#### Kutipan teks

******************************

Mohammad Mustafa, yang diangkat sebagai perdana menteri Otoritas Palestina (PA) pada hari Kamis, merupakan salah satu tokoh bisnis Palestina terkemuka yang telah mengawasi rekonstruksi Gaza di bawah pemerintahan Islamis Hamas.
Sebagai sekutu langka kepala PA Mahmoud Abbas, ekonom Mustafa yang berpendidikan di Amerika Serikat pernah memimpin perusahaan telekomunikasi Palestina, Paltel, dan belakangan Dana Investasi Palestina (PIF) yang memiliki hampir $1 miliar aset yang digunakan untuk mendanai proyek-proyek di wilayah Palestina.
Dia dipilih sepuluh tahun lalu untuk membantu memimpin upaya rekonstruksi di Gaza setelah perang sebelumnya antara Israel dan kelompok militan Islamis Hamas.
Pemimpin Palestina berharap dia bisa menjadi sosok penyatuan saat bersiap untuk membangun kembali wilayah tersebut setelah lima bulan pengeboman Israel sejak serangan Hamas ke Israel pada 7 Oktober.
PA yang diakui secara internasional, yang memiliki otonomi terbatas di Tepi Barat yang diduduki Israel tetapi kehilangan kendali atas Gaza kepada Hamas pada tahun 2007, bertujuan untuk menyatukan kembali pemerintahan di tanah Palestina setelah perang Gaza.
Perdana Menteri Mohammed Shtayyeh, anggota faksi Fatah Abbas, mengundurkan diri pada bulan Februari untuk membuka jalan bagi kabinet persatuan. Meskipun dekat dengan Abbas, Mustafa bukan anggota Fatah, yang berpotensi membuatnya kurang kontroversial.
Mustafa menghadapi tugas manajemen dan diplomasi yang besar. Sebagian besar Gaza kini menjadi puing dan sebagian besar dari 2,3 juta penduduknya telah mengungsi dan membutuhkan bantuan. Tepi Barat, juga, telah mengalami kekerasan terburuk dalam beberapa dekade.

******************************

#### Soal A
Menurut kutipan tentang Mohammad Mustafa, perusahaan telekomunikasi apa yang pernah dipimpinnya?

#### Daftar entri
******************************

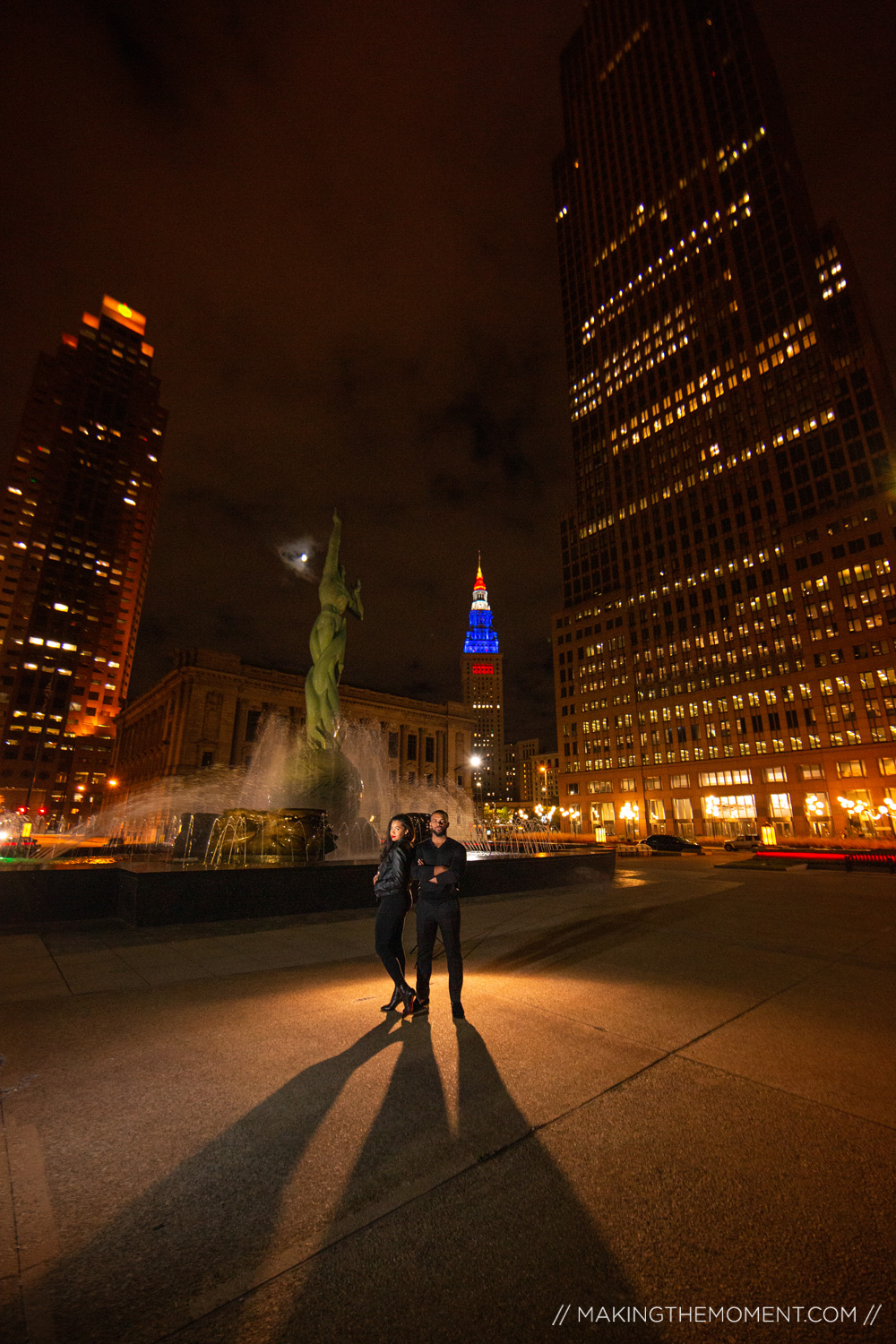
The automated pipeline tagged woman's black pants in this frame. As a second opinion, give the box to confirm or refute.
[374,894,411,986]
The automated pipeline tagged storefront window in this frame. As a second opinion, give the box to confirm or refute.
[702,793,756,836]
[769,793,794,840]
[672,798,694,840]
[805,793,831,836]
[591,803,616,839]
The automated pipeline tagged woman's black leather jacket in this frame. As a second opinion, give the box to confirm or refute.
[374,840,414,900]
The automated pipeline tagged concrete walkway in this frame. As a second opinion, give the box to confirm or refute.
[0,857,896,1344]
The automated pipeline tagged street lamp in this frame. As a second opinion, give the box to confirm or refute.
[619,803,640,836]
[470,755,482,822]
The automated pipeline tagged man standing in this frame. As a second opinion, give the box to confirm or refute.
[412,811,466,1018]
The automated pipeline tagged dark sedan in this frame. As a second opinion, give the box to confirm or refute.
[641,836,702,854]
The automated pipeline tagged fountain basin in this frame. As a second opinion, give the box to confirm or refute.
[0,847,616,929]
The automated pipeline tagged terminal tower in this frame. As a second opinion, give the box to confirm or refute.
[461,559,505,803]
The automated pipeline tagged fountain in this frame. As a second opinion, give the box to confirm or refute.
[0,513,613,925]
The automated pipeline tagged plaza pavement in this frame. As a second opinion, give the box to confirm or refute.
[0,857,896,1344]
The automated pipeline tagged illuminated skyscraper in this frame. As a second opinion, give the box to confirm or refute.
[461,562,504,800]
[0,296,167,822]
[554,0,896,836]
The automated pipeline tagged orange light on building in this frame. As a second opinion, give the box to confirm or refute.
[102,295,146,336]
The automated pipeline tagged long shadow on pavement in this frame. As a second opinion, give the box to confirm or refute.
[246,1021,661,1344]
[0,1021,401,1344]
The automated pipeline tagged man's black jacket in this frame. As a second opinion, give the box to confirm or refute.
[411,836,466,900]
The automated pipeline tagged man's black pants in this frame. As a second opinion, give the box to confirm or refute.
[417,895,463,1004]
[374,895,411,986]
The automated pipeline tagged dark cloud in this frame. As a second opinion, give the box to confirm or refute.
[0,0,896,738]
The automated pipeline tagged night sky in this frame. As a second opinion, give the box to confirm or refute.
[0,0,896,746]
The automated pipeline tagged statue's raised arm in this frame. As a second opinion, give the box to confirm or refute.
[305,511,364,749]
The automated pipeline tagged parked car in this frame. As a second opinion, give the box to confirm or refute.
[641,836,702,854]
[726,836,762,851]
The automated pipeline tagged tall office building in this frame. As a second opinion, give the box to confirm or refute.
[554,0,896,835]
[0,296,167,822]
[461,561,505,803]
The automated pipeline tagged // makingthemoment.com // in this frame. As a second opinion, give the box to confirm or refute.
[551,1303,883,1327]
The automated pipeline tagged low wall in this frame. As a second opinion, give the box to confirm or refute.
[0,849,616,927]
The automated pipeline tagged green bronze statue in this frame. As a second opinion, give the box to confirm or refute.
[305,513,364,750]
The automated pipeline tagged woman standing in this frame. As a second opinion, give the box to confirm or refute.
[374,812,414,1018]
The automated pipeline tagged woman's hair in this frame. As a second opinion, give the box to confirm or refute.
[380,812,414,859]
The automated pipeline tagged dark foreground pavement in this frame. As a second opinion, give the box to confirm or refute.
[0,859,896,1344]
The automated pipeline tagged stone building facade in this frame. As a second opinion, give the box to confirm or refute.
[113,650,473,795]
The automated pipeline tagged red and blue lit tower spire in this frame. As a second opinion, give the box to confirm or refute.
[463,554,498,653]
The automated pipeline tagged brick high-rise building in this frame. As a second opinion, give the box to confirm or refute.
[554,0,896,835]
[0,296,167,823]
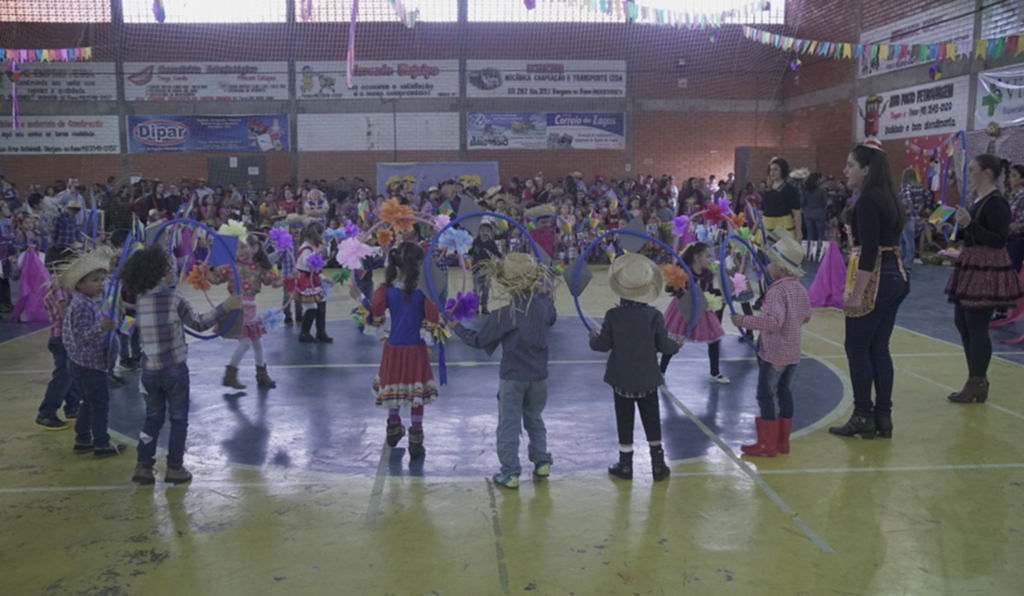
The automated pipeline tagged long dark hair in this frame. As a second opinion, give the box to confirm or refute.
[850,144,906,229]
[384,242,424,301]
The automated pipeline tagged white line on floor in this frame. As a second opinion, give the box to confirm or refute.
[662,386,836,554]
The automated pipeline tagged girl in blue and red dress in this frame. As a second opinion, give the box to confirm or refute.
[351,242,438,460]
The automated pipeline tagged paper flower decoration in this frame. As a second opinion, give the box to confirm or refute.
[380,199,416,231]
[337,238,374,269]
[270,227,295,251]
[662,265,690,292]
[217,219,249,242]
[444,292,480,323]
[731,273,746,294]
[437,227,473,255]
[306,253,324,271]
[705,292,722,311]
[187,263,210,292]
[672,215,690,237]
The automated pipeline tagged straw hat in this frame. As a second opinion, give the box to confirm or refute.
[60,247,114,290]
[608,253,664,304]
[768,227,804,278]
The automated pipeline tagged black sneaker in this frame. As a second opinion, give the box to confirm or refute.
[92,442,128,460]
[36,416,71,430]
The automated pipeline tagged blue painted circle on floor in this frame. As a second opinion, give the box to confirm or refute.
[103,316,843,476]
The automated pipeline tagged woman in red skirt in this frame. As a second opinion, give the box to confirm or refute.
[352,243,438,459]
[946,155,1024,403]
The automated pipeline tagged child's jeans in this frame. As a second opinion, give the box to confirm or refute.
[39,337,82,418]
[498,379,551,476]
[473,275,490,308]
[138,363,188,466]
[68,359,111,449]
[758,356,797,420]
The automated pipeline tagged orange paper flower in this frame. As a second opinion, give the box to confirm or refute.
[377,227,394,248]
[662,265,690,292]
[188,263,210,292]
[380,199,416,232]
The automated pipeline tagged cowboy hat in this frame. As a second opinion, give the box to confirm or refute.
[767,227,804,278]
[608,253,664,304]
[60,247,114,290]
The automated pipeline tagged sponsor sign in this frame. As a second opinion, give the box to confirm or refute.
[128,114,288,154]
[0,116,121,155]
[466,60,626,99]
[125,62,288,101]
[295,60,459,100]
[857,77,969,140]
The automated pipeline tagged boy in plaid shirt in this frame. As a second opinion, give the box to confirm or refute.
[121,246,242,484]
[732,229,811,458]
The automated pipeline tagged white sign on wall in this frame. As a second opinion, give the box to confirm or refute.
[466,60,626,99]
[857,77,970,140]
[295,60,459,100]
[0,116,121,155]
[0,61,118,102]
[299,112,459,152]
[125,62,288,101]
[858,0,976,77]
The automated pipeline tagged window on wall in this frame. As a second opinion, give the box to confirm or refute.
[303,0,456,23]
[121,0,288,23]
[0,0,111,23]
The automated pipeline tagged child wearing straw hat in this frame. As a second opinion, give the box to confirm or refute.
[453,253,557,488]
[60,249,125,460]
[732,228,811,458]
[590,253,679,481]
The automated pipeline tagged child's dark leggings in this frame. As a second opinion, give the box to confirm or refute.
[296,302,327,335]
[615,390,662,445]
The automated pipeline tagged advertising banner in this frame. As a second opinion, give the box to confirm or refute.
[128,114,289,154]
[295,60,459,100]
[377,162,500,197]
[0,61,118,102]
[857,77,969,140]
[466,60,626,99]
[125,62,288,101]
[0,116,121,155]
[467,112,626,150]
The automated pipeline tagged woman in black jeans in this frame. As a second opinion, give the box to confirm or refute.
[828,139,910,438]
[946,155,1022,403]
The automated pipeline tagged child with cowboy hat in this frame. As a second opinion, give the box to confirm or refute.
[732,228,811,458]
[590,253,679,481]
[60,249,125,459]
[452,253,557,488]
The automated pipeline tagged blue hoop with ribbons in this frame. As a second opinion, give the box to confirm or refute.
[572,228,700,337]
[718,233,771,352]
[147,219,242,339]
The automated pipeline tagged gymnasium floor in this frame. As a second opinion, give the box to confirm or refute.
[0,267,1024,596]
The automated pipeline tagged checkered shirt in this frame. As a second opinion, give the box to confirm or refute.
[61,292,108,372]
[135,288,227,371]
[743,276,811,367]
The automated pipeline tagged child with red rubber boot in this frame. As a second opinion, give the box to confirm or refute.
[732,229,811,458]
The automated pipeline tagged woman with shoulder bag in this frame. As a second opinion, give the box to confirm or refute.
[828,139,910,438]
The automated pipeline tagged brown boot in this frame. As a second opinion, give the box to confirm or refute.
[949,377,988,403]
[220,365,246,389]
[256,365,278,389]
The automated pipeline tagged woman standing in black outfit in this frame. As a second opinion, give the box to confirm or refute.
[946,155,1022,403]
[828,139,910,438]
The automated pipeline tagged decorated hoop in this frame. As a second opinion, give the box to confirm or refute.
[148,219,242,339]
[571,228,700,337]
[718,233,771,352]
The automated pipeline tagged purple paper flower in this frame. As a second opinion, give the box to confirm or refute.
[444,292,480,323]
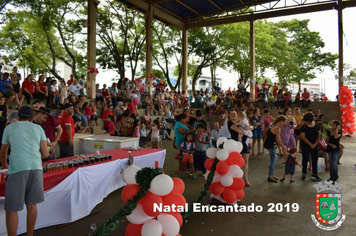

******************************

#### Soal B
Hitung baris dalam entri yang memuat kata "white", dengan huruf besar dan kecil dibedakan. Tuliskan angkanya saja.

#### Jawaban A
Paltel.

#### Jawaban B
2